* [Exercise requirements]
A – Decide whether each statement below agrees with the forum post: (i) the writer looks back over a period of 18 months; (ii) the writer describes the victim in the parable as a samaritan; (iii) the writer states a present love for the ex-wife that expects nothing in return. Answer yes or no for each, quoting the deciding words of the forum post.
B – Reproduce the forum post's passage from the words "one of the things" through the words "and our relationship.", without changing anything.

* [Text provided]
+++++

Re: Our marriage is crumbling into devastation ----- From: mzet - Date: 10 Nov 1997
hi, and remember that these are my guesses. i'll ramble, but since you rambled too, i won't feel too badly..... :)
when i look back at the past 18 months, with all of its brutal pain and despair, it keeps amazing me how everything does fit together, how it makes sense, how it has really turned for the better, and what an incredible leap in the quality of my life it produced. i say this to you because that outcome is possible and in fact very probable. it's just that when one is in the middle of the mess, there seems to be no way out. but there is, it's just that that way is so clear, so obvious, so bright that it blinds us. but i can't guide you, your wife can't guide you, and you can't guide yourself because you are blinded by the light.
one of the things that i noted in your posting and that in retrospect i noted on my recovery process is that one has a tendency to be very rational about affairs. one tries to figure everything out: why, how it could have been prevented, where does it lead, what's the best approach to healing, how do we reestablish a relationship, etc., etc. so we read, almost with obsession, we try to find hope and cling to it, we spy, etc. in a very real sense, we try to control: ourselves, our partner and our relationship.
the hardest thing for me to realize, and what took the longest time, is that I WAS NOT IN CONTROL. you need to get that into your head: you are not in control. that is why you need to let go, not because we tell you, or because that's the way to fix the marriage, but because letting go is the way to come to terms with the issue of control. think of the parable of the good samaritan: the victim, who was jewish, is laying there, half dead. help came from an unexpected person (the samaritan, an outcast hated by the jewish people of the time) but the victim had no control over the situation. letting go, for me, entailed becoming half dead, recognizing i was not in control of my life any longer. the affair, therefore, began to lose its immediate significance, it was no longer about my wife but about me, it was not something she did to me, but something that i received, as a gift, so that i could let go.
letting go also means letting go of trying to figure your wife out, trying to help her when she is not open to receiving that help, trying to fix her, etc. sometimes i feel all of my efforts to do that were really a waste of my time because that could have been time i could have invested in me rather than her. but at other times, i feel that that was a necessary stage in my recovery process. i can only tell you that my love for my wife (i don't even know how to call her, wife, ex-wife, etc. :) ) was really confused with a lot of unhealthy and immature attachments, particularly emotional, that in retrospect, were chains that slowed me down on the path of recovery. those chains are heavy, and the elation of letting go of that weight is incredible. it is only now that i can truly say that i love my exwife without any expectation of anything in return.

+++++

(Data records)
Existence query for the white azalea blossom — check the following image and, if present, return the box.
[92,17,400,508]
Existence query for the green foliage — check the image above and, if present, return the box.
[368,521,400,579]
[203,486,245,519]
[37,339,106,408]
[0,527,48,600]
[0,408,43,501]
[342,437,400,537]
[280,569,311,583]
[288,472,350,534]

+++++

* [Solutions to the problems]
A –
(i) Yes: "when i look back at the past 18 months"
(ii) No: "the victim, who was jewish, is laying there, half dead"
(iii) Yes: "it is only now that i can truly say that i love my exwife without any expectation of anything in return"

B –
one of the things that i noted in your posting and that in retrospect i noted on my recovery process is that one has a tendency to be very rational about affairs. one tries to figure everything out: why, how it could have been prevented, where does it lead, what's the best approach to healing, how do we reestablish a relationship, etc., etc. so we read, almost with obsession, we try to find hope and cling to it, we spy, etc. in a very real sense, we try to control: ourselves, our partner and our relationship.